• Article:
— Begin —
And we’re off! Thanks to the Digital Humanities Advancement Grant we were awarded by the National Endowment for the Humanities, our work on the Data Lifeboat has started, in our Content Mobility program. We’ll be posting an update for you each month. 

hand-drawn sketch of a decentralization methodology, Feb 2nd, 2024

Excellent Lifeboat-related game and book brought in by Alex for our Kick-off

What’s a Data Lifeboat?

A quick recap for those not familiar with the concept, from our grant narrative:

A Data Lifeboat is an archival piece of Flickr, not all of the 50 billion images and their metadata. For example, a Lifeboat might contain all the photos tagged with “sunflower” or all the Recipes to Share group submissions. Whatever facet of the data you can think of, you could generate a Data Lifeboat for it. We envision an archival sliver richer than a mere folder of JPGs: one where you can navigate the content to explore and understand its networked context. Even better, an archival sliver that is updated if things change at flickr.com. Our goals with this project are to create several rough prototypes of the software, develop a reasonably detailed understanding of the main technical challenges, prepare a survey of critical ongoing legal issues, and establish a robust design direction for further product development.”

This idea was born from two challenges: 1) Flickr contains a multitude of shared histories, and is owned and controlled by a corporation which could decide to close the service, which—as we’ve seen in the past—can result in the destruction of cultural heritage, and 2) the Flickr archive is huge and, in its current form, impossible for any one archival institution to take on.

Flickr’s 50 billion or so photos reflect our diverse heritage, traditions, and history back to us in a unique way. The collection is also born digital, a massive advantage over conventional archives, because the photographers usually describe their pictures themselves as they publish. The pictures are also enriched by the network of social activity that surrounds them, which – again – is unique to the Flickrverse. Finally, this kind of volume is astonishing: Flickr and other platforms like it are orders of magnitude larger than our biggest cultural collections to date.
— End —
• Short problem: Can you resume the Data Lifeboat article above, starting right after its final paragraph?

• Supplied information:
— Begin —
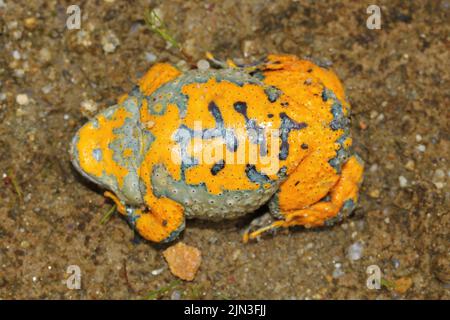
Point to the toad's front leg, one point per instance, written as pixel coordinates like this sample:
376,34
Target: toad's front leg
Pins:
161,224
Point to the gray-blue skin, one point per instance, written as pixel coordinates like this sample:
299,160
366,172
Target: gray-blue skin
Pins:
196,200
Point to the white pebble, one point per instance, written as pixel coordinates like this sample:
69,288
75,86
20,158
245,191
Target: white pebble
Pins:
203,65
337,272
150,57
110,42
403,181
439,185
89,106
439,174
421,148
16,55
355,251
22,99
157,271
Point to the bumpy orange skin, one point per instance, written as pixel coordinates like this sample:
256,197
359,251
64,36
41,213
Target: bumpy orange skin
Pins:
158,176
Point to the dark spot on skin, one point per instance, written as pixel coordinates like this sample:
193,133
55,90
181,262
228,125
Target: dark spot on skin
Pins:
272,94
217,167
334,125
287,125
255,176
257,137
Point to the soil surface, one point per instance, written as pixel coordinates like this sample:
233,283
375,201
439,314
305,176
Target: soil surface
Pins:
396,79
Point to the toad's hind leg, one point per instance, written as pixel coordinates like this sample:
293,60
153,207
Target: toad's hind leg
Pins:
341,197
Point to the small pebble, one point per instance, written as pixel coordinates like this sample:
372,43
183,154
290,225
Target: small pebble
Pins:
403,181
30,23
176,295
183,260
16,55
374,193
45,55
150,57
157,271
88,108
25,244
355,251
203,65
110,42
337,272
421,148
410,165
395,263
22,99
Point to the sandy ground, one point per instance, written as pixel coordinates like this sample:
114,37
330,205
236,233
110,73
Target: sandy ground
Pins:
397,81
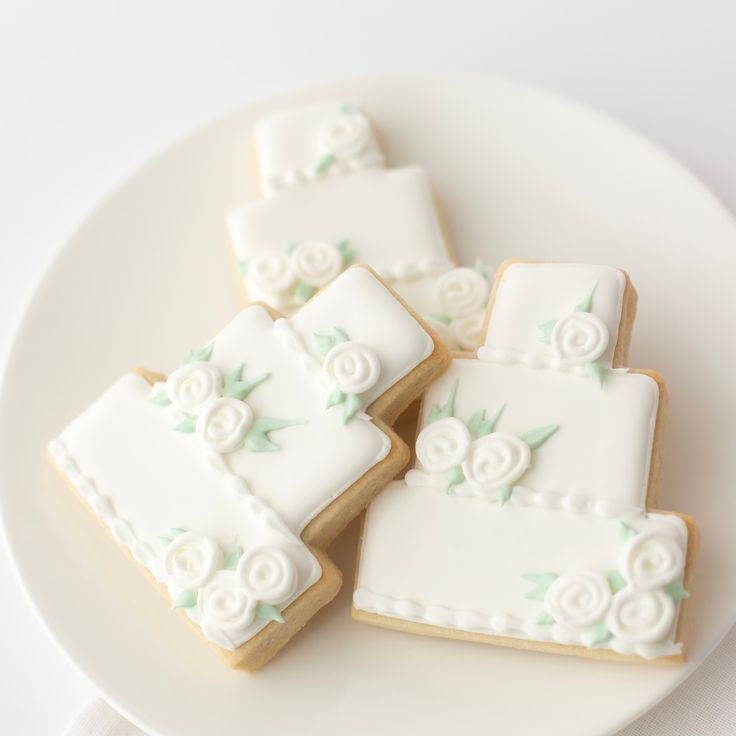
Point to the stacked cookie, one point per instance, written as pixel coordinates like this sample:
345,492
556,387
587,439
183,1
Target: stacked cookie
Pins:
524,520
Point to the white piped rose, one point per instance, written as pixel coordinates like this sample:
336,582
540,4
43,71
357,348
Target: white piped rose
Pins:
578,600
352,367
268,574
461,291
651,560
579,338
192,386
223,424
191,560
641,616
443,444
224,604
495,460
316,264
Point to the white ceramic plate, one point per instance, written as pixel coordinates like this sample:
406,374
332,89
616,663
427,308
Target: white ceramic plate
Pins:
519,173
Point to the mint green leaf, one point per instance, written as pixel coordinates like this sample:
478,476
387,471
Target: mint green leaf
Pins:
187,426
336,397
185,599
616,581
324,343
350,407
454,477
304,292
625,532
676,591
504,494
599,635
160,399
541,581
445,410
546,330
267,612
596,371
325,162
587,304
443,318
537,437
544,619
232,557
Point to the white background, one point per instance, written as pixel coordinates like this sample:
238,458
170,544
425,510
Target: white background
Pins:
91,89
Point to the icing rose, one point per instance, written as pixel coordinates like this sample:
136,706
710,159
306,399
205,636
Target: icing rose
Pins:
496,460
578,599
579,338
223,424
191,559
461,291
650,560
467,331
192,386
345,135
267,574
316,263
641,616
443,444
352,367
224,604
270,272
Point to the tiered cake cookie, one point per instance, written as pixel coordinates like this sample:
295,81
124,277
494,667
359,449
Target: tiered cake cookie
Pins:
227,479
328,202
525,521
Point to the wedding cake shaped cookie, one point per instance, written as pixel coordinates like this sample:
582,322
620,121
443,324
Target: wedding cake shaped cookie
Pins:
525,521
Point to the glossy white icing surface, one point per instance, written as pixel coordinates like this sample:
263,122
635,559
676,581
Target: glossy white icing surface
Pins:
289,145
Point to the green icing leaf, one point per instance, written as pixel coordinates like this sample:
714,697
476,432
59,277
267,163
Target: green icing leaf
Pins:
350,407
198,356
537,437
325,162
625,532
443,318
504,494
445,410
544,619
454,477
185,599
304,292
546,330
676,591
616,581
336,397
324,343
160,399
267,612
187,426
599,634
479,426
587,304
541,581
596,371
232,557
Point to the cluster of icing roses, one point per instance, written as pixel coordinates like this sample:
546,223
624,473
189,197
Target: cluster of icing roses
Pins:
288,277
228,592
489,462
579,338
349,368
636,603
213,406
462,296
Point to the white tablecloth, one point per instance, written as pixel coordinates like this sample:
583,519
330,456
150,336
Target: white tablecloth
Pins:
92,88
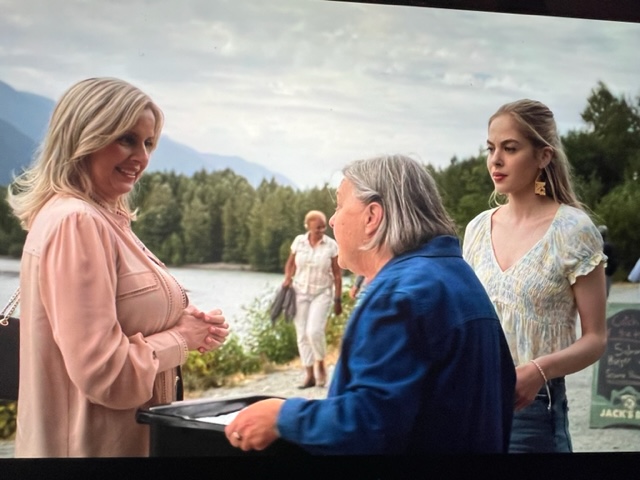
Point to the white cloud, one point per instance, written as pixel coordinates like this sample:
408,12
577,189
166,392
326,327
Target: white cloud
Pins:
304,86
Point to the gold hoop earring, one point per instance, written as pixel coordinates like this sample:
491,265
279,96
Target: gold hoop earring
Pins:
540,187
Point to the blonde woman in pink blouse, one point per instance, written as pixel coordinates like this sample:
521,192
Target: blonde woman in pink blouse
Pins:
540,258
104,325
312,268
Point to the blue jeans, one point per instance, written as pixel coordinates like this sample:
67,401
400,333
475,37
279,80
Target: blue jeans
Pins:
536,429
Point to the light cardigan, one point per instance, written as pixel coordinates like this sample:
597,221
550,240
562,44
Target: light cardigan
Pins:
96,334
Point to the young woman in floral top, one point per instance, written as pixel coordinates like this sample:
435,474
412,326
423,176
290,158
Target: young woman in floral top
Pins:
540,258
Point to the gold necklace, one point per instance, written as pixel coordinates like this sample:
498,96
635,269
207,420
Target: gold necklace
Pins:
107,207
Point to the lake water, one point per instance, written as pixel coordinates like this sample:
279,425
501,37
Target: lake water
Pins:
230,290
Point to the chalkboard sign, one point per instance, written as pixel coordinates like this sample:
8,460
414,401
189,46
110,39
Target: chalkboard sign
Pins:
616,386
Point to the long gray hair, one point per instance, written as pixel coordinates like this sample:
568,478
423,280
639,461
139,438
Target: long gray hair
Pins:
413,209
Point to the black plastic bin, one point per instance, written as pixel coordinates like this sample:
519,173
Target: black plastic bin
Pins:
176,431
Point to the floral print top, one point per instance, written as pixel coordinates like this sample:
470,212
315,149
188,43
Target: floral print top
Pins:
534,297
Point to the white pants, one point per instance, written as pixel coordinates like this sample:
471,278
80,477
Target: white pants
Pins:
310,322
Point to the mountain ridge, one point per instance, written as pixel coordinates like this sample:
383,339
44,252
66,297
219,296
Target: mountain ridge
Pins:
23,121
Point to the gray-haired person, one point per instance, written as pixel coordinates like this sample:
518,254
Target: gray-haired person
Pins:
424,365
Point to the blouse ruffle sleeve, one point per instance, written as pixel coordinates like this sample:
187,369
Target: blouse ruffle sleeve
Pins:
584,248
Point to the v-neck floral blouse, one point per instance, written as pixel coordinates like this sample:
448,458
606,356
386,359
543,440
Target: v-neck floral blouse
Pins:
534,297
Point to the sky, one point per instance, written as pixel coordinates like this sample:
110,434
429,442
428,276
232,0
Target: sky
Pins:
305,86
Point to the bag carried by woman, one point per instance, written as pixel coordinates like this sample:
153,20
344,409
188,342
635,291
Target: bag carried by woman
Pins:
9,350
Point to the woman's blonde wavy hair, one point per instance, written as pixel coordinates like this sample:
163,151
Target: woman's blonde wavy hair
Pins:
89,116
538,125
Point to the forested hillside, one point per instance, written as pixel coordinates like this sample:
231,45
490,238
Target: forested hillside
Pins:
221,217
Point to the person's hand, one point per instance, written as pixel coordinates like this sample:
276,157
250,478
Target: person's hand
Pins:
337,306
219,330
255,427
202,331
528,384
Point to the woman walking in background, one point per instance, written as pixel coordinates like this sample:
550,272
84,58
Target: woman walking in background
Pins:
313,269
540,258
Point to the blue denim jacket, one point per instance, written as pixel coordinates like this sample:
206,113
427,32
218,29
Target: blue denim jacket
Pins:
424,366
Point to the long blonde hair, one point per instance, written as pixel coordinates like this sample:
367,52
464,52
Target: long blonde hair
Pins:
89,116
538,125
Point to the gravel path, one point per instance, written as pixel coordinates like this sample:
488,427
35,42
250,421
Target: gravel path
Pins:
283,383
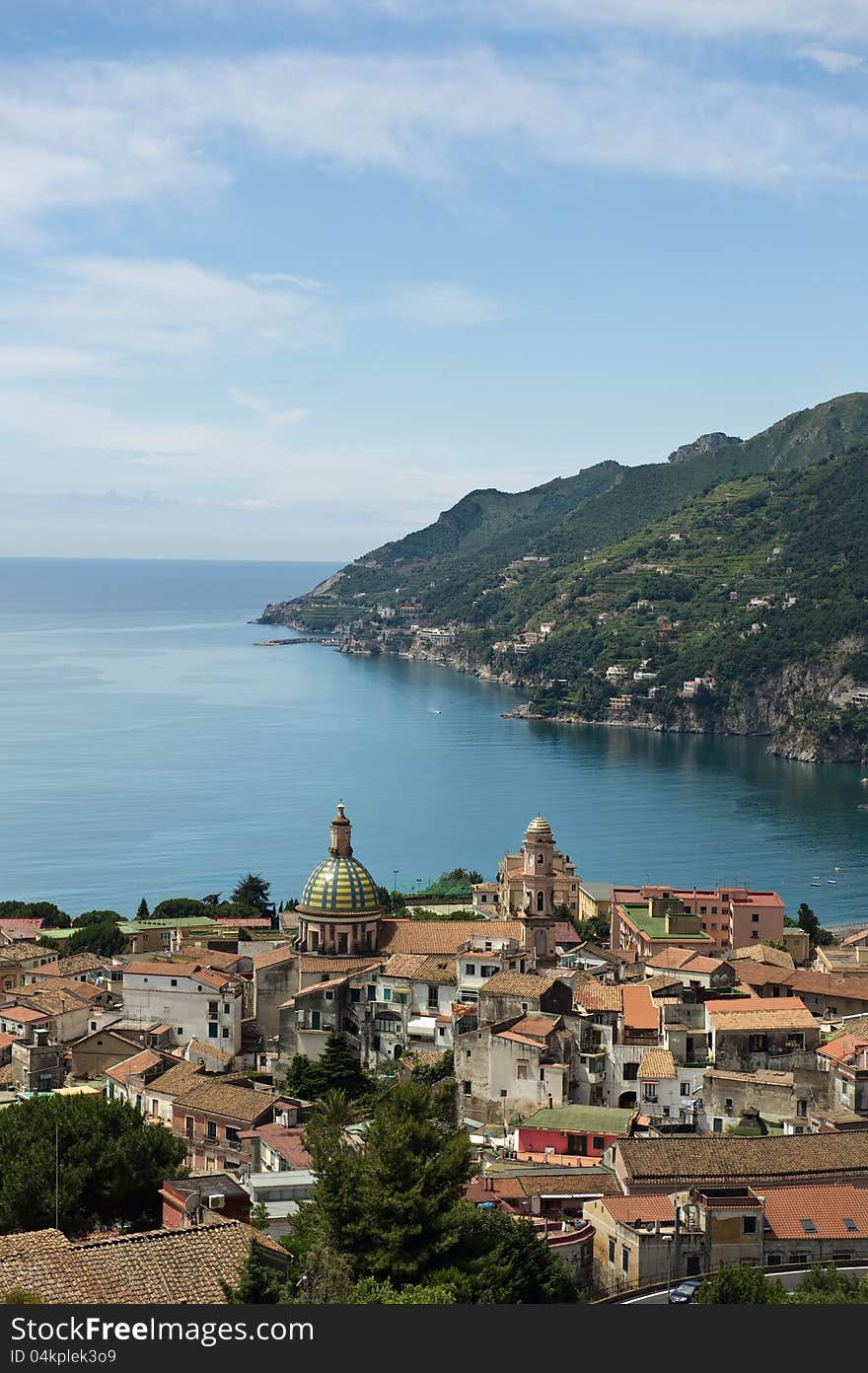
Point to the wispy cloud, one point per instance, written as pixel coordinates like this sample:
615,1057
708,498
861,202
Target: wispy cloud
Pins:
445,302
88,133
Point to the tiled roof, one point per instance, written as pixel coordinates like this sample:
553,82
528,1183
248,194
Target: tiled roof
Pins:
22,952
669,959
788,1013
762,953
657,1063
826,1205
443,935
517,984
271,957
438,969
286,1142
639,1009
176,1079
598,995
132,1067
160,1266
226,1100
206,1050
637,1210
682,1160
32,1242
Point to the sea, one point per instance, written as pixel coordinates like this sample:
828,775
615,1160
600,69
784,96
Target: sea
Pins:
150,747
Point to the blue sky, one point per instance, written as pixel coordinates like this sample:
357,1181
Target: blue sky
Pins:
287,277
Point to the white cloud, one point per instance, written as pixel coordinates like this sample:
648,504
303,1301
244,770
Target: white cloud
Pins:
832,59
76,133
445,302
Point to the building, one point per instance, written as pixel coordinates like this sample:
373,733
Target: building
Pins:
678,1162
573,1131
195,1001
711,920
339,907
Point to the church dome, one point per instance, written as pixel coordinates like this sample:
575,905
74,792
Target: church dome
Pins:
540,830
339,886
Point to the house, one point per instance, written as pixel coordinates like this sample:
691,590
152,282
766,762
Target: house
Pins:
210,1117
573,1131
192,1000
749,1033
169,1267
683,1160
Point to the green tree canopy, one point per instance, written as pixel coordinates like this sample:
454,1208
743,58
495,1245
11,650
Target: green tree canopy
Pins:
253,892
111,1165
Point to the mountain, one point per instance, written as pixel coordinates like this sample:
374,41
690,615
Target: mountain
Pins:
737,566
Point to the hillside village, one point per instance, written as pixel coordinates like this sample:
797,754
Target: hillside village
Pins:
687,1092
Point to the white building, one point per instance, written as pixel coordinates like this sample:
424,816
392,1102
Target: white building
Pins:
195,1002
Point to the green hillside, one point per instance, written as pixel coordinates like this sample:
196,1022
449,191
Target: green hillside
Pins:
650,570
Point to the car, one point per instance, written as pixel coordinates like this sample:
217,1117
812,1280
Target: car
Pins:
— End —
• Result:
At the Foundation, we believe we must begin to treat this collection as we would our ‘traditional’ great libraries, archives, and collections. Time is of the essence: the commercial platforms that host these kinds of huge collections can (and do) disappear, effectively sinking our heritage along with them. Our hope is that a Data Lifeboat will carry Flickr images away from the possibility of a sinking ship unscathed. Our future plans include developing the idea of a “dock” in a “safe harbour” – somewhere specific for the Data Lifeboat to land and be preserved.

The scope of the grant

We’re using the NEH grant to create two identical prototype Data Lifeboats containing a selection of the Flickr Commons. This will (hopefully) be a richer archival format that allows for the exploration of content within its networked context, and one that can be updated when changes are introduced in Flickr.com. Importantly, we want to place these two Lifeboats in two different places, a proxy for our developing goal of “safe harbours” for them.

This phase of the project, making a demonstrable prototype, or prototypes, is scheduled to end mid-year.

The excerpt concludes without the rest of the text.